** begin SUPPLIED INFORMATION **

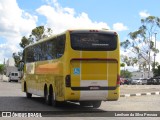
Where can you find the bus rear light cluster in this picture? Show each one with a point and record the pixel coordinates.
(68, 81)
(93, 31)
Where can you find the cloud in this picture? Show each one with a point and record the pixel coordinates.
(14, 23)
(144, 14)
(60, 19)
(119, 27)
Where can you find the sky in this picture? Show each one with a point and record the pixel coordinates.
(19, 17)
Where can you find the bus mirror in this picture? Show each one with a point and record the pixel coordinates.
(21, 66)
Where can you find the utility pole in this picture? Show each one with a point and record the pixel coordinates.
(155, 52)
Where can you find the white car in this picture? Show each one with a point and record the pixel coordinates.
(137, 81)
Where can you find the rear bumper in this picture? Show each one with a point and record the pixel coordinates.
(84, 94)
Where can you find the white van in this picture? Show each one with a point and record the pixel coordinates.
(14, 76)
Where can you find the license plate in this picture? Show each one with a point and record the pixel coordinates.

** end SUPPLIED INFORMATION **

Rewrite every line of the data above, swapping "pixel coordinates" for "image coordinates" and keeping everything else unchanged. Omit the picture from your answer.

* **FINISHED ANSWER**:
Where can you find the bus rear light cluster in this picture? Show each one with a point and record the image coordinates.
(68, 81)
(93, 31)
Where can you find the cloud in this picture? Show each one with a point and record the image coordinates.
(14, 23)
(144, 14)
(60, 19)
(119, 27)
Where can you find the sky in this picture? Show each one with a point and record the image coordinates.
(19, 17)
Where can you find the bus mirror in this picture? Show each one with a point and record the image coordinates.
(21, 66)
Where can you find the utility pole in this picture? Show each one with a point and record the image coordinates.
(155, 52)
Where can you find the white car in this picture? Show each one with a point and record the image coordinates.
(137, 81)
Where can you find the rear bumper in this picture? Show each one with a point and record the image coordinates.
(84, 94)
Where can you find the white van in this picture? Show each one with a point and record the image coordinates.
(14, 76)
Where can you find the license plate in this picture? Show each one with a point and record the image coordinates.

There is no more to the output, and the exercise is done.